## START EXCERPTED PASSAGE
Firstly, I hard coded a vec into the code to represent the tables whose binlogs needs to be processed.
const TABLES: &[&str] = &["paymentA", "paymentB", "paymentC"];
As described in the requirements, the event for each table needs to be sent to a specific kafka topic. So, before starting to replicate binlogs to Kafka, we create a topic for each table. The LogEventClient
contains all the information needed to replicate the binlogs for a table, including the topic name, partition client, and the kafka offset.
// create topics for each table
let mut clients: HashMap<String, LogEventClient> = HashMap::new();
for table in TABLES {
let topic = format!("{mysql_database}_{table}");
kafka_producer.create_topic(&topic).await;
let partition_client = kafka_producer.get_partition_client(0).await.unwrap();
let offset = partition_client.get_offset(OffsetAt::Latest).await.unwrap();
clients.insert(
table.to_string(),
LogEventClient {
topic,
client: partition_client,
offset,
},
);
}
Like before, we receive binlog events from the BinlogClient and convert the events to json.
for result in binlog_client.replicate()? {
let (header, event) = result?;
let json_event = serde_json::to_string(&event).expect("Couldn't convert sql event to json");
let json_header =
serde_json::to_string(&header).expect("Couldn't convert sql header to json");
// process events...
binlog_client.commit(&header, &event);
}
The BinlogEvent
doesn't contain table information. We must determine which table(s) the event belongs to. We can do this by parsing the inner sql statement using the sqlparser
library.
For demonstration purpose, I only take a limited conditions into considerations. Only sqls like CREATE TABLE xxx
, SELECT xxx FROM xxx
, and INSERT xxx INTO xxx
will be correctly recognized.
## END EXCERPTED PASSAGE
WHAT YOU NEED TO DO:
1. In the binlog replication passage, which library is used to parse the inner SQL statement to determine which table an event belongs to?
2. Identify and copy out every line in the entries that contains the word "green".
## START INFORMATION SUPPLIED
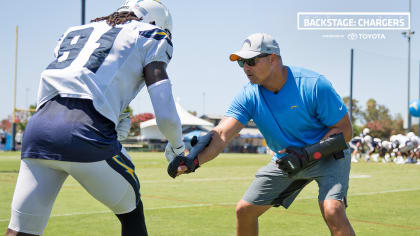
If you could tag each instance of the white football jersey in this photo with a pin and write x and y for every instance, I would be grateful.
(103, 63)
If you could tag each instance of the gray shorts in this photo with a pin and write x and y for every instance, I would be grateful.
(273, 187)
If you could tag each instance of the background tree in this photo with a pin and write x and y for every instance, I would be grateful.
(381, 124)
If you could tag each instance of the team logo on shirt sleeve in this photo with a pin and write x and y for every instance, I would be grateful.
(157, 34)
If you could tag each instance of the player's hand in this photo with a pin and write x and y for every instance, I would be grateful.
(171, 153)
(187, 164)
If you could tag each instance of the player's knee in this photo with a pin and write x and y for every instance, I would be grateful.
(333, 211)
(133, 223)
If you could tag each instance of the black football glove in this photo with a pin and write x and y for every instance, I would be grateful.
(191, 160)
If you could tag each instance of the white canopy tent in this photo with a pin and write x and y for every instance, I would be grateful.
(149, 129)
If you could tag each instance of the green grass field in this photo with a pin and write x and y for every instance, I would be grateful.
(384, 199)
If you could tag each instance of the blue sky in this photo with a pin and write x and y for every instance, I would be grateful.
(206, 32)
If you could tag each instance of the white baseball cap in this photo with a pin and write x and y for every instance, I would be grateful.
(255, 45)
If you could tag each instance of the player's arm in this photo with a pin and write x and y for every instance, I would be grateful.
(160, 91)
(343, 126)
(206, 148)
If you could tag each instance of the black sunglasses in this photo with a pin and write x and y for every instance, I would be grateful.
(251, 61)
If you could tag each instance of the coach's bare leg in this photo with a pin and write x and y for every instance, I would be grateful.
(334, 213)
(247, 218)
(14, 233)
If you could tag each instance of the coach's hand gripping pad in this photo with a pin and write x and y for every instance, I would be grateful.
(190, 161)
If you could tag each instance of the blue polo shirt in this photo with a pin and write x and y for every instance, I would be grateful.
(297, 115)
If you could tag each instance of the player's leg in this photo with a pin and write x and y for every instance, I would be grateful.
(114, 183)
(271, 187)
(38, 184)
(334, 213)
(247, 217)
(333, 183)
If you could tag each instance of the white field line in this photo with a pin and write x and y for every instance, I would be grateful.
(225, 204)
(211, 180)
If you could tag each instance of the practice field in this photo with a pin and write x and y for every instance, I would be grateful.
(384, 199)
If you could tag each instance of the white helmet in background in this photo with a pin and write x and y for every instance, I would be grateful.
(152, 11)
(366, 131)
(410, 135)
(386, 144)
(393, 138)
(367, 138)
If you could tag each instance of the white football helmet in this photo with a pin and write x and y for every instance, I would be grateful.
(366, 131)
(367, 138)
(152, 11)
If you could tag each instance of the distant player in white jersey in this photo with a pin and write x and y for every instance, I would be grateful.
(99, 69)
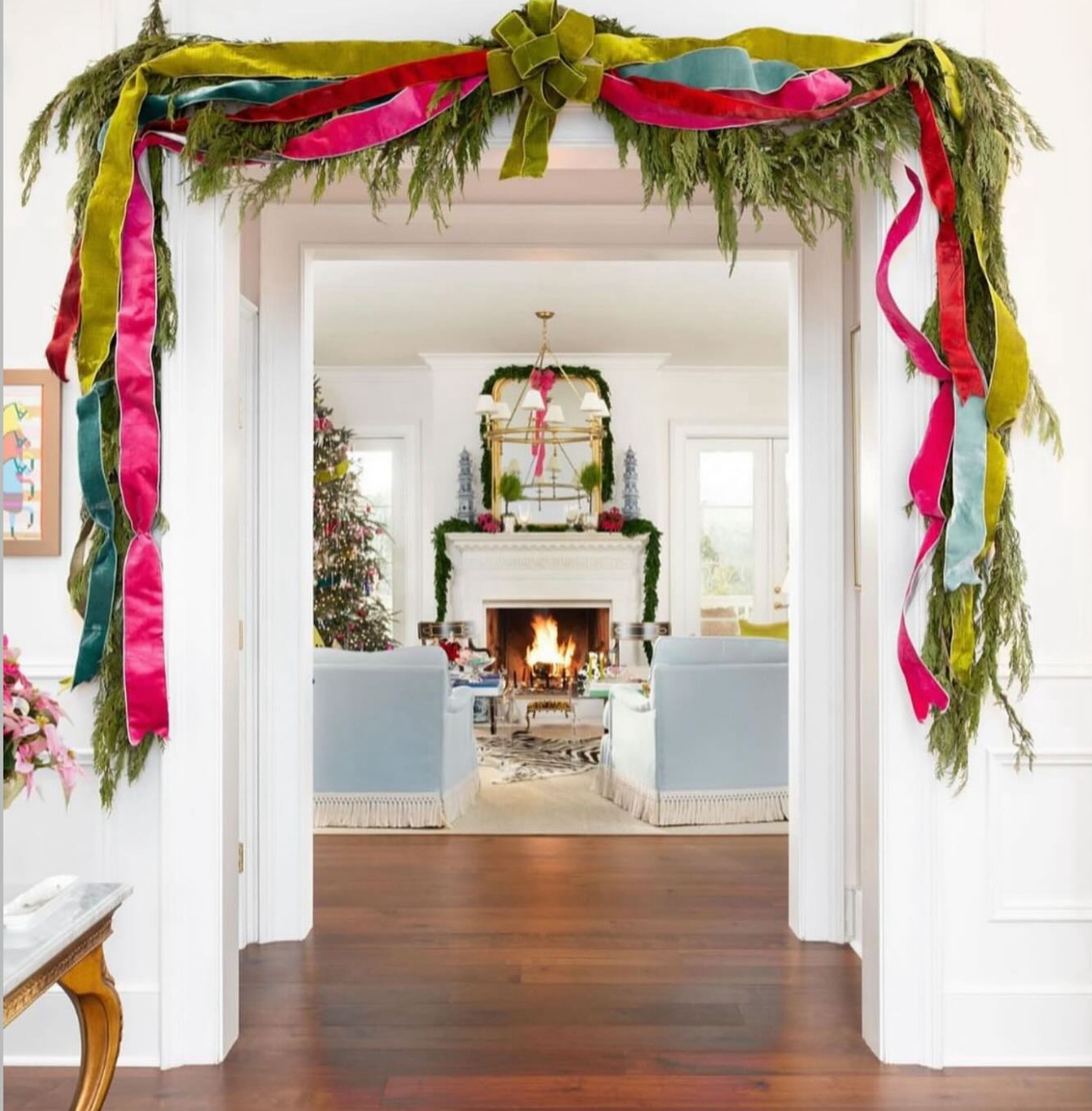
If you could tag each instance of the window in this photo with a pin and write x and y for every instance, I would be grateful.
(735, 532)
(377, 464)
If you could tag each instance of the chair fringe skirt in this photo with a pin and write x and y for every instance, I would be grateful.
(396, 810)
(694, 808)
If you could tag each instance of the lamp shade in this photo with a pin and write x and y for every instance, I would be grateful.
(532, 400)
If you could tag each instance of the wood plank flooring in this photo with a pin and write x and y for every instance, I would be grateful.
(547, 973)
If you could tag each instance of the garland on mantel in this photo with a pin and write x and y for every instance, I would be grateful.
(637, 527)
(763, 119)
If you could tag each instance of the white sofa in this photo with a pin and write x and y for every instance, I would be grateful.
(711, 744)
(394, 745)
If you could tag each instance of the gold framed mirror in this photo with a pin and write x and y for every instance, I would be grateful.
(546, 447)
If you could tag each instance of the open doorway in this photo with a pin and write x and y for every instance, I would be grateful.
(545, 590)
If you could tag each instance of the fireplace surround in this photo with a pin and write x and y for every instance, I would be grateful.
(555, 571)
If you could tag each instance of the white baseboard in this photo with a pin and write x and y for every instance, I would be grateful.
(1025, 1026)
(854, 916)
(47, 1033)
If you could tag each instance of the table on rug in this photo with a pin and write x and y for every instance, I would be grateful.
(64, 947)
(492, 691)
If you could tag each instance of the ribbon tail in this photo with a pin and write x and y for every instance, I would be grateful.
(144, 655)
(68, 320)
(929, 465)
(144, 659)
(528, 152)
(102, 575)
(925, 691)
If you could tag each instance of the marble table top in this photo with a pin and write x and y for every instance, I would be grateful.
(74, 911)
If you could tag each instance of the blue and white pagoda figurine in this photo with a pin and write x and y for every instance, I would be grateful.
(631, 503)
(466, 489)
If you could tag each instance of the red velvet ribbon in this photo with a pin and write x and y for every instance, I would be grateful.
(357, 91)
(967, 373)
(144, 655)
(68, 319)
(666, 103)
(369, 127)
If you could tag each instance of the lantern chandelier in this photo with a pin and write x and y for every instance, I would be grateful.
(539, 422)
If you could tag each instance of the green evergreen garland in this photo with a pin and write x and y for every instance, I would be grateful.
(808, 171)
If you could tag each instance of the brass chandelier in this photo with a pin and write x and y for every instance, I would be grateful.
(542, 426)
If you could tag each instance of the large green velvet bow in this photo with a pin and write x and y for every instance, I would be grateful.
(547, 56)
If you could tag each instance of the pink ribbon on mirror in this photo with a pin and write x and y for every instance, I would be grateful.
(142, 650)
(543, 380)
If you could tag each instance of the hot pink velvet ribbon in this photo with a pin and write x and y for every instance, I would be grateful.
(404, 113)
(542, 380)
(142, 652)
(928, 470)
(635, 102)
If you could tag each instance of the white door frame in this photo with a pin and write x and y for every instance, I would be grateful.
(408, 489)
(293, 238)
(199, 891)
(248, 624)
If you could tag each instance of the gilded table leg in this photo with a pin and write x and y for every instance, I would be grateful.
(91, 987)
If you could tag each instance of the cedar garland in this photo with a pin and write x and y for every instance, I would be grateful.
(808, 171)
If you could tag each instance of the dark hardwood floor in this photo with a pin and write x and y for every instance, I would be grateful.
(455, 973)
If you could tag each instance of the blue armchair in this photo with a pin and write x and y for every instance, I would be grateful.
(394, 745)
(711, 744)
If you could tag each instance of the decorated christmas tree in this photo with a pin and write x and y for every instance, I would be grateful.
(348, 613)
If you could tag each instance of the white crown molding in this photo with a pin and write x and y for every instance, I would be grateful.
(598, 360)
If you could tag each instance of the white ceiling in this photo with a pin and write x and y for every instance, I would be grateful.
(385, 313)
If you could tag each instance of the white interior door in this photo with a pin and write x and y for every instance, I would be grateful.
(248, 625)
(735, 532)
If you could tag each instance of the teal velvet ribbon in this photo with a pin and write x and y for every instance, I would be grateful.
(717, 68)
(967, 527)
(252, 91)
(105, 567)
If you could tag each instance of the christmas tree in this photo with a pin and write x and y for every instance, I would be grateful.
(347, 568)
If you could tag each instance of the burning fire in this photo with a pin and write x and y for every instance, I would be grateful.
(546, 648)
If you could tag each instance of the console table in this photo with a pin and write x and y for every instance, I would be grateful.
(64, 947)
## END INFORMATION SUPPLIED
FULL ANSWERS:
1. The sqlparser library.

2.
If you could tag each instance of the green grass field in this photo with a pin and write x and y for every instance, I would be grateful.
If you could tag each instance of the green evergreen garland in this photo with a pin and write x and y for every instance, I would be grateful.
If you could tag each instance of the large green velvet bow in this photo with a pin and write x and y for every instance, I would be grateful.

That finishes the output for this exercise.